*Written tasks:*
(a) Reproduce the stretch of the prison reflection from "What I haven’t" through "scorned day, WHY?", word for word.
(b) Carry on the prison reflection past its final sentence.

*Selected excerpt:*
— START —

Since my arrival in the Missouri Department of Corruptions, I’ve grown. I have developed. I have matured… but I’ve become some – thing, something I cannot place in words. I have learned how to speak Swahili. I’ve learned about religion, dogma, doctrine and esoteric science. I have accepted life, I have endured pain. I have seen conflict. I have waged war… I, in a nutshell, became insensitive to people, places, things, etcetera.
What I haven’t found is self. I overstand that many different key fundamental elements make up the crux of my being. I know that I exist, yet I don’t know… I just don’t. I sometimes sit and ponder as to the ‘how’ of things. The ‘why’ of situations. That ‘what if’. My answers have merit, this I do know. I get them in my most manic of states. However, I am not crazy, or so I think.
In all of the malarkey that I hear, all of the beef I contend, all of the pigs that I resist, I still just am. This is my issue. Why won’t ‘they’ just allow me to be? This is my question every nanosecond of every single hell scorned day, WHY?
Out of everything that I lost once, I was forcibly kidnapped, held for ransom and subsequently placed in the gulag to rot, wither and die – I have yet to lose my mind. Of all the things that were taken away when they stripped me of my dignity, I was able to retain my thoughts. Every tangible object was taken and then memory obliterated, however, they have yet to kill my hopes and dreams. I will not leave those behind. Not because I am so strong to appropriate them from the death grasp of these feral hogs, only due to the reality that this is all that I have left. They would have to literally murder me in order for me to subserviently turn them over – or so I hope.
One other thing I haven’t lost is control. It humors me to utter (write) such a statement. I mean of self, but even this is frail.
I’m not pessimistic. I just see nothing but darkness. Like Riddick in miseries Chronicle. I view those most ugly of creatures, fighting with only tooth, nail, brawn, and vigor. Still I remain the victor.
As the day twists into night, time seems not to matter much. I can care less about a clock. Maybe this is because I’ve gone years without seeing one. Sun up, sun down. Lights on, lights out. Three measly portions and a flex pen later it’s time to retire and they still won’t stop racing. Even upon forced slumber, LaLa Land rejects me. Will I ever be accepted? Is there anybody who won’t ostracize me? Do I approve of who I have become? And the story goes on – the sun is peeking. Nearly Fajr time. I finally nod… yet still aware.

— END —

*Excerpted records:*
— START —

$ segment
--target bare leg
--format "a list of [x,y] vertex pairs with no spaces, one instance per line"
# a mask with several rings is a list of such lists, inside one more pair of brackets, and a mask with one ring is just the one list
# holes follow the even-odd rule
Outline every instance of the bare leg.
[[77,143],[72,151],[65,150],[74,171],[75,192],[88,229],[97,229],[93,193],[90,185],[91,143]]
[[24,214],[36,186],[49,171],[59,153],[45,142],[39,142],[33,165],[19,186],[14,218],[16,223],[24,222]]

— END —
— START —

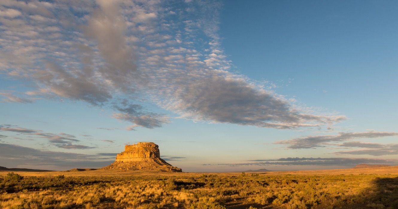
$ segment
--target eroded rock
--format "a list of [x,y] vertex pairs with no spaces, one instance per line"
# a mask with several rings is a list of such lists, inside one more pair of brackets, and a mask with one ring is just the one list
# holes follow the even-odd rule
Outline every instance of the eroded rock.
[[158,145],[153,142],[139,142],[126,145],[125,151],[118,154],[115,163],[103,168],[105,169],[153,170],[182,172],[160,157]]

— END —

*The answers:*
(a)
What I haven’t found is self. I overstand that many different key fundamental elements make up the crux of my being. I know that I exist, yet I don’t know… I just don’t. I sometimes sit and ponder as to the ‘how’ of things. The ‘why’ of situations. That ‘what if’. My answers have merit, this I do know. I get them in my most manic of states. However, I am not crazy, or so I think.
In all of the malarkey that I hear, all of the beef I contend, all of the pigs that I resist, I still just am. This is my issue. Why won’t ‘they’ just allow me to be? This is my question every nanosecond of every single hell scorned day, WHY?

(b)
I’ve romanticized with the idea, the vision, experience, even aftermath of a revolution. I am no revolutionary – I am a reformist in the most contemporary sense. An ‘illegitimate capitalist’ as Huey P. Newton placed it in his essay, “Prison, Where is Thy Victory”. I’m a militant feminist, debatist, reactionist, humanist, and a (poly)monotheist. I’m intolerantly intolerant [sic], confused, yet in the know. I’m an opportunist. A follower as well as a leader. I AM A CONTRADICTION; DUALISTIC. If I cannot be true with self, I’ll be the epitome of a fraud to a jury of my non-peers. They will judge. It’s just the way of (wo)men. Trust me, I know. I am of them. This is my struggle. What occurs in my psyche daily. The thing I battle with subconsciously until my cerebral cortex feels as if it’s on the verge of implosion. The shit I can’t control… my thoughts!!! WHO AM I? What will I become??? This is the question.
As I stir, I sit up and groggily walk over to the grimy steel sink. “Bismellah,” as I make wudu, purification, I think about the Last Day. I heard the wail of the Adhan, and its breaks my thoughts abruptly. As I fall into sajdah, prostration, and mouth the prayer of Ibraheem and taslim to the left and then the right to the Noble Scribers, “Count time, Count time. Standing count. Name and number. Make yourselves visible!”
I begin to think. Unnaturally, I growl, “Greer 1153032.” WHO AM I? Is this my life?? My heart races. Breathe… I thought I saw a monster out of my peripheral. I turn to my left in alarm, braced for the attack. Nobody?? It’s me, the man in the mirror. As I look at my reflection, is it?? Damn! This can’t be happening again. Breathe…
Tracy Greer, Jr. has been in ‘the hole’ for two years. He is a gifted writer of poetry, fiction and essays.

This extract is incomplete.